● WORK TO DO
Pick out every line in the rows below that contains the word "sleeve", matching case exactly. Copy each such line in full.

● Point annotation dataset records
####
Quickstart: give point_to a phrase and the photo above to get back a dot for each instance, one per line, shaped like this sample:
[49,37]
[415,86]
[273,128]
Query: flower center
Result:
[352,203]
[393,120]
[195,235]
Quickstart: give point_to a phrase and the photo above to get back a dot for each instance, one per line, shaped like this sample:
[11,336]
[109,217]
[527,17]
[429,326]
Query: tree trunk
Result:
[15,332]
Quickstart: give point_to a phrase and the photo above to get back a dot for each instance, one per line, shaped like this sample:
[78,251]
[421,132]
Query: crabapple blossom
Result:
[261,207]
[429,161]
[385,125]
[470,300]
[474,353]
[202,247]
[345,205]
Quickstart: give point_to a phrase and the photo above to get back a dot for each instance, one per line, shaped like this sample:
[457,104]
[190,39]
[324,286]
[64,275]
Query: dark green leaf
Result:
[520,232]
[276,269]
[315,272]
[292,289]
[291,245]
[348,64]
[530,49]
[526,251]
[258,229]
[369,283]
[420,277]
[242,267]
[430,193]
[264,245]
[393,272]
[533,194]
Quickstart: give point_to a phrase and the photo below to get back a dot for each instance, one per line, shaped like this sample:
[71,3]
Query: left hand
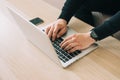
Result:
[77,41]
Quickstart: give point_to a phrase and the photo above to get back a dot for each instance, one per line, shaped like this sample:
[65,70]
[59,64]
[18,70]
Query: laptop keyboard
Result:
[62,54]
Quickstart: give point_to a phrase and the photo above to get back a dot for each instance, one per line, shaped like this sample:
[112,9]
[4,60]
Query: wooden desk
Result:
[20,60]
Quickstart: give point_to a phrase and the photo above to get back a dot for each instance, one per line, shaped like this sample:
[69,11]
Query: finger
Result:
[61,32]
[74,49]
[47,30]
[70,46]
[55,31]
[50,32]
[67,39]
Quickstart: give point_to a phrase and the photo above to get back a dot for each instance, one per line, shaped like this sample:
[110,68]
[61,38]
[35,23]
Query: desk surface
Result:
[20,60]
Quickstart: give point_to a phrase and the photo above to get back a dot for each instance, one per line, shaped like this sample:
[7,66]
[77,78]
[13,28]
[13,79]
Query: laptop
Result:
[52,49]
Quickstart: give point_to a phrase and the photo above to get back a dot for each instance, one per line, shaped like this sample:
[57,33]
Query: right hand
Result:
[56,29]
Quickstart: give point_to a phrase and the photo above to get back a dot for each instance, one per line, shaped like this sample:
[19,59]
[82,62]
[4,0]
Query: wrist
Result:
[62,21]
[90,38]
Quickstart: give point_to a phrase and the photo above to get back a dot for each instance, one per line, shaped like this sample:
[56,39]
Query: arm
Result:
[108,27]
[69,9]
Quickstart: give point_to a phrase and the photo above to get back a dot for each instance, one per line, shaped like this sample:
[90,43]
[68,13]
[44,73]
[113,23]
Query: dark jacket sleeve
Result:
[108,27]
[69,9]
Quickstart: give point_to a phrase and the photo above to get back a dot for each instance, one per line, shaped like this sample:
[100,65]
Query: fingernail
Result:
[58,36]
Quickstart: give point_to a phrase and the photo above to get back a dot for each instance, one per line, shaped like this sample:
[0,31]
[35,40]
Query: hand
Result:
[77,41]
[56,29]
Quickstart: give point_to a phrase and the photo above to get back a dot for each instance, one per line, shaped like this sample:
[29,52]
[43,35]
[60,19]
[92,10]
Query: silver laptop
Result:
[52,49]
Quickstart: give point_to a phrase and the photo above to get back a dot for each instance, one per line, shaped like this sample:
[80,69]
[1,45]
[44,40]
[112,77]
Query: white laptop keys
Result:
[41,40]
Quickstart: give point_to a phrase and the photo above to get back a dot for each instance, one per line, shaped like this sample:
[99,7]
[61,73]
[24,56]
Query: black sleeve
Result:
[69,9]
[109,27]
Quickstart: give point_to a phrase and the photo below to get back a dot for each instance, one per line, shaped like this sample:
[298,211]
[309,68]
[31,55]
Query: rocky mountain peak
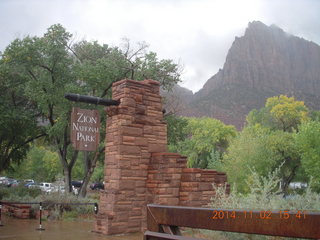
####
● OUTPUT OF THE TASK
Query: dark jacket sleeve
Query: black sleeve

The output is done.